| Provided information |
-- Start --

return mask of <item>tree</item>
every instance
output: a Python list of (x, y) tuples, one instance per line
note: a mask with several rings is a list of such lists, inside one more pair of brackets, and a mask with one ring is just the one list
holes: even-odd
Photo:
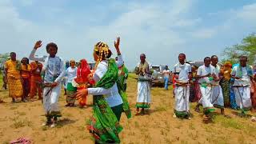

-- End --

| Requirement |
Print the entries above line for line, leaving out the pictures.

| Completed task |
return mask of <item>tree</item>
every instance
output: a Python list of (x, y) tuples, one instance per line
note: a mask with several rings is a list of such lists, inside one more pair of brackets, and a mask with one ring is just the one list
holes: even-odd
Photo:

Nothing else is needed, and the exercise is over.